DIRECTIVE: Select every line in the listing below that contains the word "beard".

DATA:
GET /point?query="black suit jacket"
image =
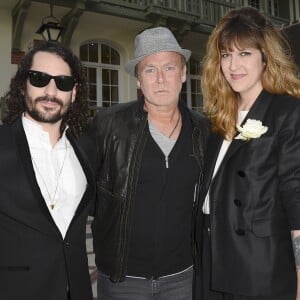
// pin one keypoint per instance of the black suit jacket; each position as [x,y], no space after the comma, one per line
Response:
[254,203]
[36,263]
...
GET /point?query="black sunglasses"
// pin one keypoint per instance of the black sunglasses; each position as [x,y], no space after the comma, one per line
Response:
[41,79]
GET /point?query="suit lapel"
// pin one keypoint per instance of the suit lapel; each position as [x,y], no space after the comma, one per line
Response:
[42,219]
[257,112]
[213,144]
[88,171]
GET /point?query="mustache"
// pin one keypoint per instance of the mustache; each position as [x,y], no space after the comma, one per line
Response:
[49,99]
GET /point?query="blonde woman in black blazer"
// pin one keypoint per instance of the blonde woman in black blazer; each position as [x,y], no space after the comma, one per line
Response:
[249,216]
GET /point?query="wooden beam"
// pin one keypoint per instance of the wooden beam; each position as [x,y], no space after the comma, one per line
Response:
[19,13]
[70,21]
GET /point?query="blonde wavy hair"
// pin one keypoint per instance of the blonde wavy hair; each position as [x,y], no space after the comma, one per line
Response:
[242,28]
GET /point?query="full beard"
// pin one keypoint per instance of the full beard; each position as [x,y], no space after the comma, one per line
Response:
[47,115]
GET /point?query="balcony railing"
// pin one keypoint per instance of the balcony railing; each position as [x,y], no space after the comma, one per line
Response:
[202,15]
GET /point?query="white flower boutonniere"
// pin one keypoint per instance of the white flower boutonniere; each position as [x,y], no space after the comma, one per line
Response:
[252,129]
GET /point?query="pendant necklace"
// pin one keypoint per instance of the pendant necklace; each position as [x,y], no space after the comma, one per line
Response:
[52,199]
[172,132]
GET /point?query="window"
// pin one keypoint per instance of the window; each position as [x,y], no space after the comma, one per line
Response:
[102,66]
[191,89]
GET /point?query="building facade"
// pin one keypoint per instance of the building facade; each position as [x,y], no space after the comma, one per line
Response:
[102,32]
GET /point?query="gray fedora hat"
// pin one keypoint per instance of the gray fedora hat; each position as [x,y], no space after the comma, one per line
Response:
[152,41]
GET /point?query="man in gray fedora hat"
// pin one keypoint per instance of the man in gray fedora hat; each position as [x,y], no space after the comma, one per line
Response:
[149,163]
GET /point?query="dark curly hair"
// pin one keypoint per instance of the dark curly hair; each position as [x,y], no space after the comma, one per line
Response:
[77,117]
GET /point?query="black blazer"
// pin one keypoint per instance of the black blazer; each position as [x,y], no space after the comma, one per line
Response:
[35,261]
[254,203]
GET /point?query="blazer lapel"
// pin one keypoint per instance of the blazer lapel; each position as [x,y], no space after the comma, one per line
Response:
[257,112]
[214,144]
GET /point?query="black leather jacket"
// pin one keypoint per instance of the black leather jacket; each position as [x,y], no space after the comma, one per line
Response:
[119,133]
...
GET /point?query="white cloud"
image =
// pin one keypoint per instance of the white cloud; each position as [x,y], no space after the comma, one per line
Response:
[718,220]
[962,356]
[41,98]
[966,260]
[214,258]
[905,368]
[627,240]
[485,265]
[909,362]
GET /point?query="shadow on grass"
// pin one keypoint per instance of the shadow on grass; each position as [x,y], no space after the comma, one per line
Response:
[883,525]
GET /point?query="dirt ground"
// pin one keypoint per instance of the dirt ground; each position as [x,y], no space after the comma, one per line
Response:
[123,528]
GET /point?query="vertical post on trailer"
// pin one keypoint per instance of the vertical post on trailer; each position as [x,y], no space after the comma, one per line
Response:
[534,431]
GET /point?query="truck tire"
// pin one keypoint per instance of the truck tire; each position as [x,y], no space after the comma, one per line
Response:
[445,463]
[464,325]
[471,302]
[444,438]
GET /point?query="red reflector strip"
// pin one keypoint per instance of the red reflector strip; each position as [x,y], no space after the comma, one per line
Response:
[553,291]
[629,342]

FULL OUTPUT:
GET /point?query="full beard"
// pin one keypoint per instance of the full beard; each position as [x,y], no space after the comma, one per line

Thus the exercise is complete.